── Data

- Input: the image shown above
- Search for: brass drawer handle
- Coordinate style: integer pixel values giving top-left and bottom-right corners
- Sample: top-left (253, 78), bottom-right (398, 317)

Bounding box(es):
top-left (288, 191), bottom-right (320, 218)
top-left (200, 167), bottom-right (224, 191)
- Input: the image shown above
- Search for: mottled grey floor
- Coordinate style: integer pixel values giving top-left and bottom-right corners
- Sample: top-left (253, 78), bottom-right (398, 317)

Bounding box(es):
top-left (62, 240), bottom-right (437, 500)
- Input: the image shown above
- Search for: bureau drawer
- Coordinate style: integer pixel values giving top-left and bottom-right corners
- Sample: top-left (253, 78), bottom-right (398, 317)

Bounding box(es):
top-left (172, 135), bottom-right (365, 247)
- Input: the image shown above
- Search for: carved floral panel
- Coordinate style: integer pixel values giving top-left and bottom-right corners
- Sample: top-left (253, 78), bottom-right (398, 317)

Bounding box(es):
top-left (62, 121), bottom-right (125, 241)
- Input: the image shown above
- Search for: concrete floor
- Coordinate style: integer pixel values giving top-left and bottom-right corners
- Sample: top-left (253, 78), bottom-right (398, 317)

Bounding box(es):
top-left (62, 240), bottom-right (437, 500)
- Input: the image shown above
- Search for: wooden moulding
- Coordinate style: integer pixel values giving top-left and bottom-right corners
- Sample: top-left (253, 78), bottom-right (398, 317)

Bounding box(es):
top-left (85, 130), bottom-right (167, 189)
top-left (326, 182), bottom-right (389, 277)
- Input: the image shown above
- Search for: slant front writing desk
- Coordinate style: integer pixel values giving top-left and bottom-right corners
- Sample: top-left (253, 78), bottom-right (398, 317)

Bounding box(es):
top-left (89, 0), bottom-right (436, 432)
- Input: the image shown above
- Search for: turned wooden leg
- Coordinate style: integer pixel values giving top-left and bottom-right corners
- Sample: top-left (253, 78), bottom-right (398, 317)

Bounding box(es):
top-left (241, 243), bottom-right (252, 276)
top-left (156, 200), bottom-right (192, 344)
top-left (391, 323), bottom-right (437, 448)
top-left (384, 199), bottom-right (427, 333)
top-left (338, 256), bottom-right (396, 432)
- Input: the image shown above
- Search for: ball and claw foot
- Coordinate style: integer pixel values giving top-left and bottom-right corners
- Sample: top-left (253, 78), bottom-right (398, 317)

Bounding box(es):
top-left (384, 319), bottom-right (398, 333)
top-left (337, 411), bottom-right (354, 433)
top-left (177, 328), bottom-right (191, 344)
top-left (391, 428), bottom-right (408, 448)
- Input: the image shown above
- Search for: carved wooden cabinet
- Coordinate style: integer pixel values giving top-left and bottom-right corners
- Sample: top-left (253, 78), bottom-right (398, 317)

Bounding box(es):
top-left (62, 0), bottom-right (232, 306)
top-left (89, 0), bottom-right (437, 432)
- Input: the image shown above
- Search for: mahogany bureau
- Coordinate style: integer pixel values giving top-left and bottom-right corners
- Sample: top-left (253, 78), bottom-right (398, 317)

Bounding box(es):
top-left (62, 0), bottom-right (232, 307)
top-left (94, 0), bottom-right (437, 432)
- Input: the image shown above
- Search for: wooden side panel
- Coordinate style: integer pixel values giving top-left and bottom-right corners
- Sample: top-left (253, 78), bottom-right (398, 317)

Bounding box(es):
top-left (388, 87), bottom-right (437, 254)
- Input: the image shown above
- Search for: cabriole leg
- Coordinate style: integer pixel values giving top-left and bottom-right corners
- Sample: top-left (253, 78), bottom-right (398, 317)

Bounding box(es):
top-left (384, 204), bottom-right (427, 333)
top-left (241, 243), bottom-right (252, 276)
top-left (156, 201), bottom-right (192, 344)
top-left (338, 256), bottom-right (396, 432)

────

● Written request: List every line of the data that contains the word "bureau".

● Finished answer:
- Search for: bureau drawer
- Search for: mahogany bureau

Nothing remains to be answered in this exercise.